Write out, unaltered, each line from the top of the records below down to the line where "Query: black strap" appears, that line included.
[EXTRACTED RECORDS — start]
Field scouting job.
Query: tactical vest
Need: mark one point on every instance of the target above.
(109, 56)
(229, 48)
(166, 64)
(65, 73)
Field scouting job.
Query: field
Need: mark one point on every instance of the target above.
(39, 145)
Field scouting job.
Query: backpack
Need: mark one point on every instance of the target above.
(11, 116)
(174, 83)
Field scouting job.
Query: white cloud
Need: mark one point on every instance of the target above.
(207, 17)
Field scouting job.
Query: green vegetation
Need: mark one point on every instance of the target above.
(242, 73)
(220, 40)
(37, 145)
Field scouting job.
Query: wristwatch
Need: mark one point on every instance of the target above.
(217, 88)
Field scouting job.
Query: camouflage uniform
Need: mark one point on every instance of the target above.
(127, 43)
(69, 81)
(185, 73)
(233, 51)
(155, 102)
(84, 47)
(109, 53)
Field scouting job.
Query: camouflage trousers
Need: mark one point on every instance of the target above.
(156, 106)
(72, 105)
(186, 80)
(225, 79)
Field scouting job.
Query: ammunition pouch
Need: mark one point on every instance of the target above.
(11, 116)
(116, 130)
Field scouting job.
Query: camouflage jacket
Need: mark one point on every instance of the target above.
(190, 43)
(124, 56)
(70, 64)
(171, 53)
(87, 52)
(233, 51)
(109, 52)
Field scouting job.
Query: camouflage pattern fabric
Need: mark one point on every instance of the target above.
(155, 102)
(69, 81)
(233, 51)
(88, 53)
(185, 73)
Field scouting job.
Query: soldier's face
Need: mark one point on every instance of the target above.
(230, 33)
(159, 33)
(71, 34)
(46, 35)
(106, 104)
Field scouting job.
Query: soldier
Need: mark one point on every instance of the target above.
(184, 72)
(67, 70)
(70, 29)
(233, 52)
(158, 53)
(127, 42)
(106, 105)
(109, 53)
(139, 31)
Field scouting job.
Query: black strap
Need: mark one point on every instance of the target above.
[EXTRACTED RECORDS — finish]
TASK SOLUTION:
Field scouting job.
Query: tactical vest
Need: mark one point on every instance of the target above.
(109, 56)
(229, 48)
(166, 64)
(65, 73)
Field scouting job.
Query: field
Need: mark one point on every instance of the target above.
(39, 145)
Field scouting job.
Query: backpack
Need: mark one point on every instance of the target above.
(11, 116)
(174, 83)
Field scouting job.
Query: white cloud
Need: mark one point on every instance of the target above.
(207, 17)
Field scouting job.
Query: green vegetation
Need: mark one point on every instance of the target above.
(242, 73)
(220, 40)
(37, 145)
Field scouting job.
Query: wristwatch
Need: mark one point on every instance of the target above.
(217, 88)
Field scouting job.
Query: camouflage uniform
Need: mark one point on every instance of the target above.
(127, 43)
(69, 81)
(185, 73)
(233, 51)
(155, 102)
(84, 47)
(109, 53)
Field scouting job.
Query: camouflage trousers
Need: mark one point on every instance of the target above.
(156, 106)
(72, 105)
(186, 80)
(225, 79)
Field scouting job.
Query: ammunition pouch
Need: mark one point on every instance of the target above.
(11, 116)
(116, 130)
Field scouting job.
Query: camouflage jacket
Need: mark one point on every instance of the target above.
(190, 43)
(124, 56)
(70, 64)
(171, 53)
(87, 52)
(233, 51)
(109, 52)
Field scouting job.
Query: camouflage pattern fabric
Need: mark one point on every instance of the target above.
(155, 102)
(69, 81)
(233, 51)
(88, 53)
(185, 73)
Field scouting job.
Query: soldier's face
Need: mark one point on every instance of the target above.
(230, 33)
(159, 33)
(71, 34)
(46, 35)
(106, 104)
Field scouting job.
Query: soldier
Need: mark one point on every instance of the target above.
(184, 72)
(67, 70)
(70, 29)
(233, 52)
(158, 53)
(127, 42)
(106, 105)
(109, 53)
(139, 31)
Field scouting job.
Query: black strap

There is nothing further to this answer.